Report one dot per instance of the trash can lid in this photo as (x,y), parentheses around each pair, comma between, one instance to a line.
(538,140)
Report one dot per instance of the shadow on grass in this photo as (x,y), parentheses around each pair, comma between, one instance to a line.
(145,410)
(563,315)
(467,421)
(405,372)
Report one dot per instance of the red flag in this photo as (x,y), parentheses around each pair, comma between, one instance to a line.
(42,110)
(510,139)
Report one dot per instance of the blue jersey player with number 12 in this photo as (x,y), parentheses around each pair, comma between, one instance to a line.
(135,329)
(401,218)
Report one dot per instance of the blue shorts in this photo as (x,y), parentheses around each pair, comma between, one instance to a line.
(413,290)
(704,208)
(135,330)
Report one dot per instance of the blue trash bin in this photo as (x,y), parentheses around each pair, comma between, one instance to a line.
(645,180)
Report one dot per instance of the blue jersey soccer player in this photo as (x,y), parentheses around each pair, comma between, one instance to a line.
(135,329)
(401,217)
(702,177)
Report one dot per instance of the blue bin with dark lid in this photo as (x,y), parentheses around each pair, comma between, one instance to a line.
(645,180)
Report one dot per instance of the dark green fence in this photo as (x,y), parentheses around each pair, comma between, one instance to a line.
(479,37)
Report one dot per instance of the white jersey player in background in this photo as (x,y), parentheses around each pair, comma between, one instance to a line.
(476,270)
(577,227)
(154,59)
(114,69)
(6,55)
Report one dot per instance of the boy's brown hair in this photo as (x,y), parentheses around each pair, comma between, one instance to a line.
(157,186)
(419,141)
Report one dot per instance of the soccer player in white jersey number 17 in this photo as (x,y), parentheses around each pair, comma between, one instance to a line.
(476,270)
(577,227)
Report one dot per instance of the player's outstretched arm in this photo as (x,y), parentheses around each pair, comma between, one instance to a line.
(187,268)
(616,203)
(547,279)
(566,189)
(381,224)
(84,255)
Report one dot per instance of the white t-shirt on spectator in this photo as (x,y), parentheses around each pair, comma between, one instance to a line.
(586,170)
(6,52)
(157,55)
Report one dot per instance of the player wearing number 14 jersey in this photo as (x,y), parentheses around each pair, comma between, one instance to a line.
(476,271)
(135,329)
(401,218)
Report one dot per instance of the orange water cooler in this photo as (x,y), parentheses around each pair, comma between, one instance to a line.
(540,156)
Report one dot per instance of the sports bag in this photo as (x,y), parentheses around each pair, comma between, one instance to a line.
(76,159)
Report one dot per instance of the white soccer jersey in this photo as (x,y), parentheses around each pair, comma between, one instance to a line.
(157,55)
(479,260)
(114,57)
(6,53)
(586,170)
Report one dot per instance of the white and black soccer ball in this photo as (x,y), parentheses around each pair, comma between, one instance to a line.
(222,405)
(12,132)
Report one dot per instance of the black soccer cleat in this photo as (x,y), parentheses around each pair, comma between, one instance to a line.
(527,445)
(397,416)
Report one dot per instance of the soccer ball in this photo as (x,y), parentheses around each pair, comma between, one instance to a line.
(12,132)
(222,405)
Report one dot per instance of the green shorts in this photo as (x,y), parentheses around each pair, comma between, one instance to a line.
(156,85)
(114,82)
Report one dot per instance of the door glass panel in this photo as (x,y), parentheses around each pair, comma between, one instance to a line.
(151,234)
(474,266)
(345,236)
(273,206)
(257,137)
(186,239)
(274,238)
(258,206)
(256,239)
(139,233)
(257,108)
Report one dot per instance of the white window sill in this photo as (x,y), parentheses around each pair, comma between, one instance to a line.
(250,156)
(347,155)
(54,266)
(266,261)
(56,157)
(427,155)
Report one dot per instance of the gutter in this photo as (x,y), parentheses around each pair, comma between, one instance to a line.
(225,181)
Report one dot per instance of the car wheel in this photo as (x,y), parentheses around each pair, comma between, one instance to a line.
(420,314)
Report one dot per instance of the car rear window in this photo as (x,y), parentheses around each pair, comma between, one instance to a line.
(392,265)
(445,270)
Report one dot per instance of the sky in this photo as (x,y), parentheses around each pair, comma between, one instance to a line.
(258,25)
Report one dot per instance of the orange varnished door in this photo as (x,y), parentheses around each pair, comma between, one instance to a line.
-------
## STATED EXERCISE
Output exactly the lines between the one containing "Report one dot per instance of the white and" and the final line above, both inclusive.

## RESPONSE FOR THIS EXERCISE
Report one dot per instance of the white and black soccer ball in this photo as (x,y), parentheses around each pair, comma between, one instance to a line.
(222,405)
(12,132)
Report one dot per instance of the black soccer cleat in this photo as (x,y), parentheses around each pair, comma between, one instance to a line.
(527,445)
(397,416)
Report one dot per instance of the soccer ball in this photo as (x,y), parentheses around each pair, comma between, one instance to a line.
(12,132)
(222,405)
Report one dot per instance of the green shorts in this photo as (x,y), parentheses around each pair, comma between, one instance to a line.
(156,85)
(114,82)
Report one dot per instance of the door glass panel in this photo as (x,y), parentheses around each pair, comma between, one instance to a line.
(151,234)
(474,266)
(345,236)
(273,206)
(257,137)
(186,239)
(274,238)
(258,206)
(256,239)
(139,233)
(257,108)
Report one dot per instance of the white window sill in this photo as (x,y), parentheses around each pair, comma between, one instance to a line.
(250,156)
(347,155)
(54,266)
(266,261)
(56,157)
(427,155)
Report one dot per instance of the gutter in this photo as (x,y), parentheses around each pair, comma between, one instance to a line.
(225,181)
Report one dot per instance of the car wheel in this photo as (x,y), parentheses around each pair, comma between, one instance to a line.
(420,314)
Report one dot per instance of the car rear window in this photo as (x,y), parentheses around each pair, comma between, one instance to a line.
(392,265)
(445,270)
Report one dot per instance of the sky in this photo as (x,y), parentheses around each pair, comma between, one instance to a line.
(258,25)
Report one dot per instance of the orange varnished door in this photo as (x,y), parentheses around each pair, comma between, one instance to a line.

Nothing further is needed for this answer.